>> Start DATA IN THIS EXERCISE

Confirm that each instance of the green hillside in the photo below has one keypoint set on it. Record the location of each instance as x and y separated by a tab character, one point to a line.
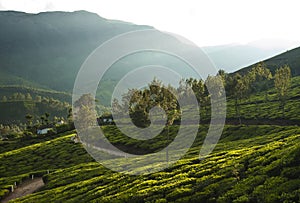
291	58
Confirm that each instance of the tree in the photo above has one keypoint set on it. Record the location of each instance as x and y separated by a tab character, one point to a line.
38	98
282	80
29	118
237	87
28	97
47	115
4	99
259	78
85	115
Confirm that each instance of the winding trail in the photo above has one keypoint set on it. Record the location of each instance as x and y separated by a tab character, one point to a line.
25	188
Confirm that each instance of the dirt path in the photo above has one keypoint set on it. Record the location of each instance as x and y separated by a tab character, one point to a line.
25	188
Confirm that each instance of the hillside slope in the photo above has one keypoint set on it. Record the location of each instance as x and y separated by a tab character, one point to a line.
291	58
50	47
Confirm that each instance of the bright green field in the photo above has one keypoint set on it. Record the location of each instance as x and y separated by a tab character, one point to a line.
250	164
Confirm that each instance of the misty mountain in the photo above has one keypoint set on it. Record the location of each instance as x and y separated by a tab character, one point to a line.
49	48
232	57
46	50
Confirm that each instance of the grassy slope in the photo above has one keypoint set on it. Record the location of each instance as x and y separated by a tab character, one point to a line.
258	166
291	58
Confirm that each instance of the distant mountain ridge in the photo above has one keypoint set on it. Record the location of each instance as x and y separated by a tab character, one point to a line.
291	58
49	48
46	50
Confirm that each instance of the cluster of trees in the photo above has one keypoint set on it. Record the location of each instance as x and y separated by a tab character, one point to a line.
11	131
238	87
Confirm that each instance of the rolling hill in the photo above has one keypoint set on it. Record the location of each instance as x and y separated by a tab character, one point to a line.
291	58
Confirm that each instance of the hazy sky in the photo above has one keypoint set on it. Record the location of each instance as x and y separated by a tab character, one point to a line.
209	22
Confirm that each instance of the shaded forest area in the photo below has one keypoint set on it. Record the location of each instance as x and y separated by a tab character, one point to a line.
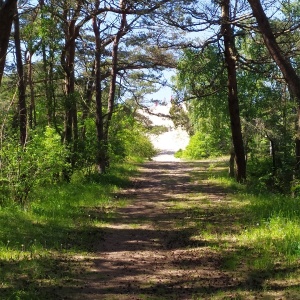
73	78
77	72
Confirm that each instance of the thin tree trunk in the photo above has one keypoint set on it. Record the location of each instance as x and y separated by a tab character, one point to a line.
114	71
7	11
21	83
32	110
233	102
289	73
101	155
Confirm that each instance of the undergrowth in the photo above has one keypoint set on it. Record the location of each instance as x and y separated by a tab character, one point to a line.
39	243
270	224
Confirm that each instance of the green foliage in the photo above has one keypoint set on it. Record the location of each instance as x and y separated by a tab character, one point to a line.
38	245
22	169
202	145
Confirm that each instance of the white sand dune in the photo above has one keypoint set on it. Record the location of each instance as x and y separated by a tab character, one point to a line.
168	142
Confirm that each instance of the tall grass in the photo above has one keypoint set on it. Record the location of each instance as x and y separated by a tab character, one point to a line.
271	223
38	243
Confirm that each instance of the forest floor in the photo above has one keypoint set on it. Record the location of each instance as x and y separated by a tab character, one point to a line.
174	240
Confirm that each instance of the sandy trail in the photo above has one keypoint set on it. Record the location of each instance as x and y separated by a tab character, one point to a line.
151	250
169	142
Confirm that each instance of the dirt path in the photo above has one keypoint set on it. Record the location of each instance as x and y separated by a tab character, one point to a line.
153	249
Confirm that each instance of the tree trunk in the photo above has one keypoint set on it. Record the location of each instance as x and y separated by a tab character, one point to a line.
113	80
7	11
32	110
68	64
101	155
21	83
233	102
289	73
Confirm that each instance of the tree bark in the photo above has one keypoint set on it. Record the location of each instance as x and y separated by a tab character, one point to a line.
233	101
101	155
289	73
21	83
7	11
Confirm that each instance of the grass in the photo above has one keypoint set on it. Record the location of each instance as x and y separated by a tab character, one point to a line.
257	236
39	245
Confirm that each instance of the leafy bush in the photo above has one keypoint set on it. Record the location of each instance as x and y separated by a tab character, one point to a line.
40	162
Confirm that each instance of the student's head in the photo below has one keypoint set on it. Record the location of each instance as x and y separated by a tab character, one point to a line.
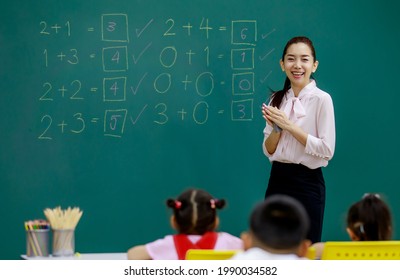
279	224
299	61
369	219
195	211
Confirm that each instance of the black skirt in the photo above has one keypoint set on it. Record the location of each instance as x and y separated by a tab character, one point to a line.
304	184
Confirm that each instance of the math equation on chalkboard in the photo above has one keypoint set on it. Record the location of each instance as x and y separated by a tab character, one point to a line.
116	75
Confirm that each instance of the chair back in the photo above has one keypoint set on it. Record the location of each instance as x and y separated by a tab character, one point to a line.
361	250
203	254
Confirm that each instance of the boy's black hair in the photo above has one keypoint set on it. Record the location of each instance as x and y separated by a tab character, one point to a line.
280	222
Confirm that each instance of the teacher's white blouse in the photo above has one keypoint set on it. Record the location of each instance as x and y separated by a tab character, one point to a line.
313	111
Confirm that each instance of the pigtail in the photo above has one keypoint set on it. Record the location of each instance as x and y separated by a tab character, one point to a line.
217	203
174	204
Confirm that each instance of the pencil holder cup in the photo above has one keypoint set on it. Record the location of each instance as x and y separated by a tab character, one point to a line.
37	242
63	242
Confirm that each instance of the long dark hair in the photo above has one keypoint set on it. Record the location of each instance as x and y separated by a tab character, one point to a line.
277	96
370	219
195	211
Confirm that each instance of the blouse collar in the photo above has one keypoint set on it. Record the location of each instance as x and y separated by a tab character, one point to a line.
305	91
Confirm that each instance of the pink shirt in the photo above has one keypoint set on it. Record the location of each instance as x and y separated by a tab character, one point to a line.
313	111
164	249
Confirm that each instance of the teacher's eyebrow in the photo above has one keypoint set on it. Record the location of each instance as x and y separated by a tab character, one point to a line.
302	55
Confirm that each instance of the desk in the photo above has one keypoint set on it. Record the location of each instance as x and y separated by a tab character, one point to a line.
93	256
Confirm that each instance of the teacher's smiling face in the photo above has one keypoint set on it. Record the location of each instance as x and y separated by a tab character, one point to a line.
298	65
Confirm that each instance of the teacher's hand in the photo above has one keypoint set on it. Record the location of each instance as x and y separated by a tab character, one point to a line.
275	116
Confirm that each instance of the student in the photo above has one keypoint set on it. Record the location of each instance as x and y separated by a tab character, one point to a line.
299	136
195	220
278	229
369	219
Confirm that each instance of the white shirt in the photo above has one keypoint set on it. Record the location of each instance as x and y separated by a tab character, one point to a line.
260	254
313	111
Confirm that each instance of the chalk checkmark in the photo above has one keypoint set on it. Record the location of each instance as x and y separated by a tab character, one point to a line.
135	60
265	78
134	90
140	31
134	121
263	36
265	56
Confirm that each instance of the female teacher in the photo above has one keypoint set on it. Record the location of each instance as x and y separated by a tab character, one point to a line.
299	136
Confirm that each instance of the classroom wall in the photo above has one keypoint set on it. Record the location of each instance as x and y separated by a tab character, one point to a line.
115	107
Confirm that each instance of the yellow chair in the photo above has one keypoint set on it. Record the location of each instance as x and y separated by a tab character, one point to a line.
361	250
200	254
311	253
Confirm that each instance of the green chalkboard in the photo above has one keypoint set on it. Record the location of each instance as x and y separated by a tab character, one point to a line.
115	106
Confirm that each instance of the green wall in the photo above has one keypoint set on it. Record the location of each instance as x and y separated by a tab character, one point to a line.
114	107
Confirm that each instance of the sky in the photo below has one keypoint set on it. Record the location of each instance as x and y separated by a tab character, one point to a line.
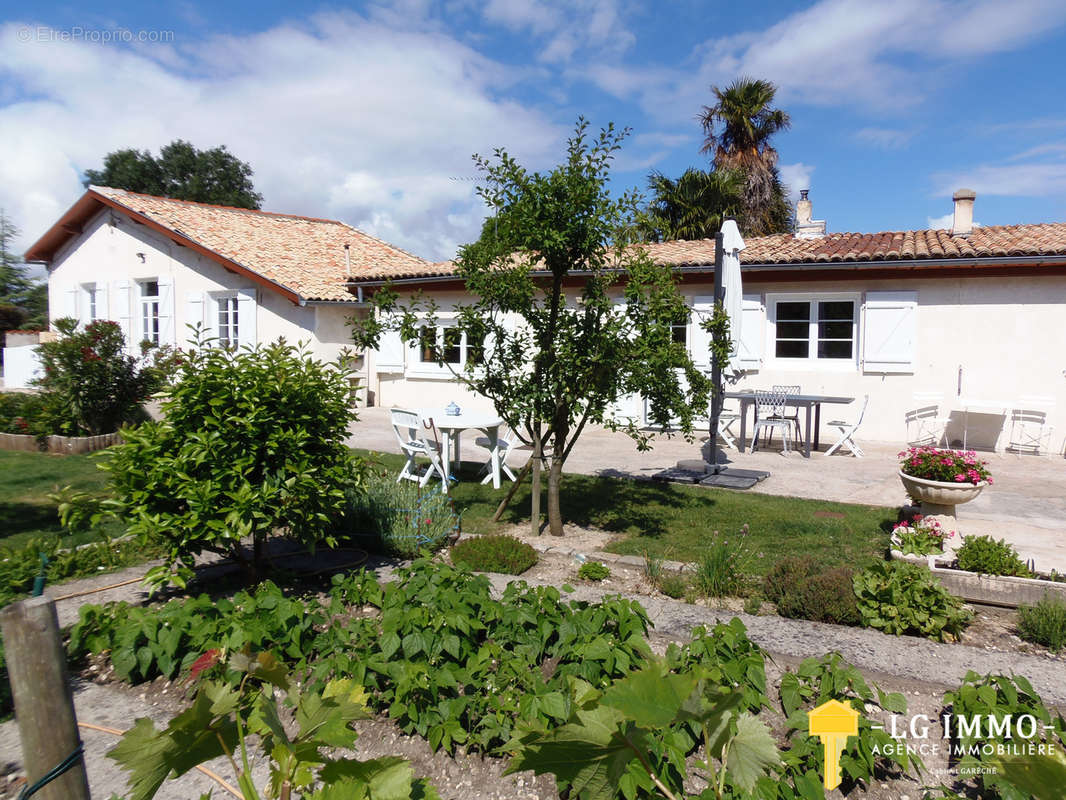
371	112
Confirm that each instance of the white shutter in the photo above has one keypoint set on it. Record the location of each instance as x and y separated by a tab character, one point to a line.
194	313
101	301
70	303
123	310
166	310
889	331
752	333
699	339
246	318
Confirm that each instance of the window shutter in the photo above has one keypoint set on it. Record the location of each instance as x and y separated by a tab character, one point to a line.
70	303
888	332
752	333
123	310
166	310
699	340
246	333
194	313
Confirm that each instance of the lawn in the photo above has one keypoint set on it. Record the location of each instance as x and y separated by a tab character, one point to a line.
27	478
677	522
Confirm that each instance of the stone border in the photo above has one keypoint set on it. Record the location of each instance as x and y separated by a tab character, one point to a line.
65	445
989	590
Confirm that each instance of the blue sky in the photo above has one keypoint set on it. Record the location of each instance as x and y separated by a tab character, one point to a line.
370	112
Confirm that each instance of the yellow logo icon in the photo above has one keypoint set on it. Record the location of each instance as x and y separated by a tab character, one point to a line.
833	722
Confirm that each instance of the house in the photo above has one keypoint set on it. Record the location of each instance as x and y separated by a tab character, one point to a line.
157	266
968	318
971	319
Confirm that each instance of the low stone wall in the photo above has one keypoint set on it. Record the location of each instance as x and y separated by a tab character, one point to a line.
66	445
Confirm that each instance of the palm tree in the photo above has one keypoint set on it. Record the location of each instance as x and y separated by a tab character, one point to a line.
738	130
693	206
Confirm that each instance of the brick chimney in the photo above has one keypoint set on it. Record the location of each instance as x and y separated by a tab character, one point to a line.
962	223
806	227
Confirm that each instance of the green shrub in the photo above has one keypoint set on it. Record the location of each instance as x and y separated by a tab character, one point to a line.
90	385
900	597
494	554
398	518
987	556
1044	623
722	572
252	442
594	571
673	586
827	596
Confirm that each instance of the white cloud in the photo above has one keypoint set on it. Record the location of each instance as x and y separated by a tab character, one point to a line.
796	177
342	116
886	139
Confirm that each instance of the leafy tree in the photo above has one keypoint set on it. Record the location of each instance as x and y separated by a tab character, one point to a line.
694	206
738	129
181	172
23	302
555	348
251	442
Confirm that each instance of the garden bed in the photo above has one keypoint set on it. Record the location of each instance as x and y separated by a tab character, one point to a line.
64	445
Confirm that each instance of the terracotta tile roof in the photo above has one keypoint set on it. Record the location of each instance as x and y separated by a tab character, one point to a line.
991	241
303	254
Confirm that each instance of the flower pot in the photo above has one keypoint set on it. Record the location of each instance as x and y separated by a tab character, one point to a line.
939	497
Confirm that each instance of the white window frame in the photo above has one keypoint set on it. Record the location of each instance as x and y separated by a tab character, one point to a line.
231	335
150	308
811	363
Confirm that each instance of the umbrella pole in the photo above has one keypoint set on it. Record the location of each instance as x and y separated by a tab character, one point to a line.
720	292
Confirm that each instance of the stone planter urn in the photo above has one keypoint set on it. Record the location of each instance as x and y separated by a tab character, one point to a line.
939	498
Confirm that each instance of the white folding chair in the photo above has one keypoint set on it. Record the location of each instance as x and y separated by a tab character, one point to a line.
924	424
770	415
506	441
848	432
1030	431
410	435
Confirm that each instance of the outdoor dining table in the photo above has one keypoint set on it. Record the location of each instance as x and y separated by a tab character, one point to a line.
810	402
451	427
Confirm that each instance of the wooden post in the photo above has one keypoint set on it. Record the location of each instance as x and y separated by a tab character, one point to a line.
44	704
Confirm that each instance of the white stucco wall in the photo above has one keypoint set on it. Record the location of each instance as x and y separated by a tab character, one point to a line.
1006	335
113	249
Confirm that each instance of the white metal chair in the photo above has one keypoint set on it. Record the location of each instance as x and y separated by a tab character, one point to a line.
1030	431
506	440
770	415
924	424
410	435
848	432
790	414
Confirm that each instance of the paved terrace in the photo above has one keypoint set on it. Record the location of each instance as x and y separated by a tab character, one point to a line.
1026	505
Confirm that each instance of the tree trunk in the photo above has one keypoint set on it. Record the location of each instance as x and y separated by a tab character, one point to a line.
554	482
535	489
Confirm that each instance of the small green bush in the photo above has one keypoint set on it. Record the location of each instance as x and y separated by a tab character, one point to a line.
900	597
494	554
987	556
594	571
827	596
722	572
673	586
1044	623
398	518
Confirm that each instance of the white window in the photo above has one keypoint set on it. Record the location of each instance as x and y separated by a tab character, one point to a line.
228	321
149	312
813	330
449	344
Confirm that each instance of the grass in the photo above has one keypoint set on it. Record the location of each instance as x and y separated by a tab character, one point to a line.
678	522
27	513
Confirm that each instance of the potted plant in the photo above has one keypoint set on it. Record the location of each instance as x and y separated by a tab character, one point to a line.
942	479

>> End DATA IN THIS EXERCISE

Copy, character for character, the lines from the line that holds "Confirm that each instance of the small" through the final line of the records above.

■ **RESPONSE TO THIS EXERCISE**
Confirm that each instance of the small green bush in the photo above has one keypoint set on it. Record the location of each instance as x and y separated by a tab character, one point to a line.
900	597
494	554
987	556
594	571
827	596
722	572
673	586
1044	623
398	518
Confirm that each instance of the white window in the photo above has one keypoint set on it. Record the location of each instance as x and y separated by a tab character, one point to a line.
228	321
149	312
813	330
449	344
Confirm that each instance of the grass in the photo above has one keypoint set on it. Record the location of each instance as x and y separated by a tab character, one point to a line.
678	522
27	513
Confirm that each instance of the potted plant in the photo above has one keypoint set on it. Record the location of each instance as x and y separated by a tab character, one point to a line.
942	479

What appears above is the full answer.